EXERCISE BRIEF
Scan the records below. List lines holding "sweater".

EXTRACTED MATERIAL
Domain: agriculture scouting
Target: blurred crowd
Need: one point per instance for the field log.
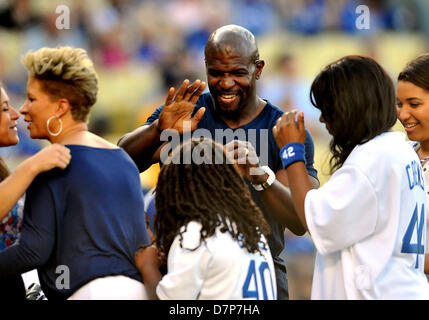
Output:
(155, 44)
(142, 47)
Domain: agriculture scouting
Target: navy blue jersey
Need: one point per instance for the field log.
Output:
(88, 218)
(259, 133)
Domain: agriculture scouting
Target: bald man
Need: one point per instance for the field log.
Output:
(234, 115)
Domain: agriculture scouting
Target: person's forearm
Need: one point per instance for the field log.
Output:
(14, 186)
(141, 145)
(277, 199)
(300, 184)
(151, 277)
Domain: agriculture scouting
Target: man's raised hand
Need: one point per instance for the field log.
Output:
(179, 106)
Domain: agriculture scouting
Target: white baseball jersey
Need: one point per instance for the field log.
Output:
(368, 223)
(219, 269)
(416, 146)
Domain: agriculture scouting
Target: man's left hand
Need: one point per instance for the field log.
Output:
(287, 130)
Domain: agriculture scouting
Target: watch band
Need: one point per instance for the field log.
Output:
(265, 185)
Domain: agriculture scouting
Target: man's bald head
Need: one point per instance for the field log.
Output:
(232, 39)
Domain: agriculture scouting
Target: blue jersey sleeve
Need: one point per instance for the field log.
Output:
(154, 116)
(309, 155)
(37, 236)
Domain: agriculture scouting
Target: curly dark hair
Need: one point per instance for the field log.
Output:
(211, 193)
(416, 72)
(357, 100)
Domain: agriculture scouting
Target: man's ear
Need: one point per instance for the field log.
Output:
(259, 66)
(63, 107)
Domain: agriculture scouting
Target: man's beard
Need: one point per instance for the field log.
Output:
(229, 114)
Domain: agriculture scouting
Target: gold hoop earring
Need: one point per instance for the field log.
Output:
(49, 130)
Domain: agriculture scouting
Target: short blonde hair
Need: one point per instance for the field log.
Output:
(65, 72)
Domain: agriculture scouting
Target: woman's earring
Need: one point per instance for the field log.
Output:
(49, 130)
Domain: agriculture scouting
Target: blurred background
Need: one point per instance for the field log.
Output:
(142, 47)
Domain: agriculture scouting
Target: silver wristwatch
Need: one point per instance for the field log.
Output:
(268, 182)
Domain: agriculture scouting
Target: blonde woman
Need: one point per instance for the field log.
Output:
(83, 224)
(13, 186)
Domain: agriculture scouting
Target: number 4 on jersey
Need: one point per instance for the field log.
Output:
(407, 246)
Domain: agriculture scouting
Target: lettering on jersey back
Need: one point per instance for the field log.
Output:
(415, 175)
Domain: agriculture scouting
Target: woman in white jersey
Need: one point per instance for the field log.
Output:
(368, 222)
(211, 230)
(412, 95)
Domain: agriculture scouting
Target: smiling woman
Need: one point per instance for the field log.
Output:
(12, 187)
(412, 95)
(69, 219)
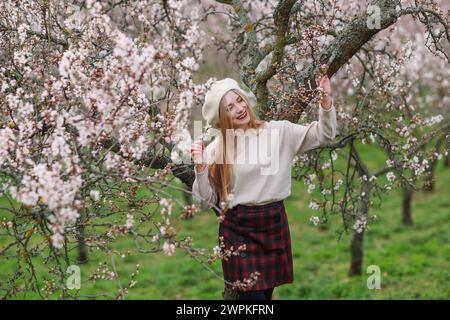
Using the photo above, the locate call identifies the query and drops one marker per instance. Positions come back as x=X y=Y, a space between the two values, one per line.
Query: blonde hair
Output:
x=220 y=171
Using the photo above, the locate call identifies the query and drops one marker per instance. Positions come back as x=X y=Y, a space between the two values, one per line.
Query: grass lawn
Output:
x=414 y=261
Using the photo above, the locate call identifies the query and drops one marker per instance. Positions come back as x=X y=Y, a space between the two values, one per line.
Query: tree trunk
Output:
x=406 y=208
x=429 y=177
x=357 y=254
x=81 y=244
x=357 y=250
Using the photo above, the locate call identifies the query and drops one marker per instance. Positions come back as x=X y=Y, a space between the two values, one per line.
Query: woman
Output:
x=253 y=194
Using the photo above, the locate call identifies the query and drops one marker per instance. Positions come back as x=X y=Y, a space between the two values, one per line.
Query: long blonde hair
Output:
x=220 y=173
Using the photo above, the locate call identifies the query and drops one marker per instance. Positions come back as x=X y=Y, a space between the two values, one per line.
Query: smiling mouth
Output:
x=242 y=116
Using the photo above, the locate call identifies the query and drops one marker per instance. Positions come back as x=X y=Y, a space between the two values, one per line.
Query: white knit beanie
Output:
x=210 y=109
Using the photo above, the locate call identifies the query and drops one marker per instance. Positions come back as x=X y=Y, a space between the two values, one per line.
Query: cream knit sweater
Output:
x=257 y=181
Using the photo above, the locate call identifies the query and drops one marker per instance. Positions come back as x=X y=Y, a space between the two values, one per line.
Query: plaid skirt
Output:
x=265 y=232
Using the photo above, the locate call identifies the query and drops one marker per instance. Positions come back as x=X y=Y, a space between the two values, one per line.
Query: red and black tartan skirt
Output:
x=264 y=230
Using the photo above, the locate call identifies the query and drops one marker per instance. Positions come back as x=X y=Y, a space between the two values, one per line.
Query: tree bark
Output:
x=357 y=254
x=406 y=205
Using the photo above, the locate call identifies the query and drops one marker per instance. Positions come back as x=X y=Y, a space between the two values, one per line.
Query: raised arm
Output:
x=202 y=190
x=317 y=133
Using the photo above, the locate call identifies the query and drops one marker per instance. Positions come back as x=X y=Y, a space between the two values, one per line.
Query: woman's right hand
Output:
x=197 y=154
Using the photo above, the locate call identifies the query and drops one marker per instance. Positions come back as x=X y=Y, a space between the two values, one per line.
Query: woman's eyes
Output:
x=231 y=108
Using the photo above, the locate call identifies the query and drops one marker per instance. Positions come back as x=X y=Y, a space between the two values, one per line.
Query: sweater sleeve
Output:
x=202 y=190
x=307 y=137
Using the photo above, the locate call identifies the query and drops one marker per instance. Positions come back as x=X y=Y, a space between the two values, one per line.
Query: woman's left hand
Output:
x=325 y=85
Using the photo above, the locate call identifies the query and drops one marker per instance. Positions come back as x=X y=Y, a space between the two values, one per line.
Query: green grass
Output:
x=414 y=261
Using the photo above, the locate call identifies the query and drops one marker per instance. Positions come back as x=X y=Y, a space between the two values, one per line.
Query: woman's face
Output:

RESULT FOR THIS TASK
Query: cream knit sweater
Query: sweater sleeve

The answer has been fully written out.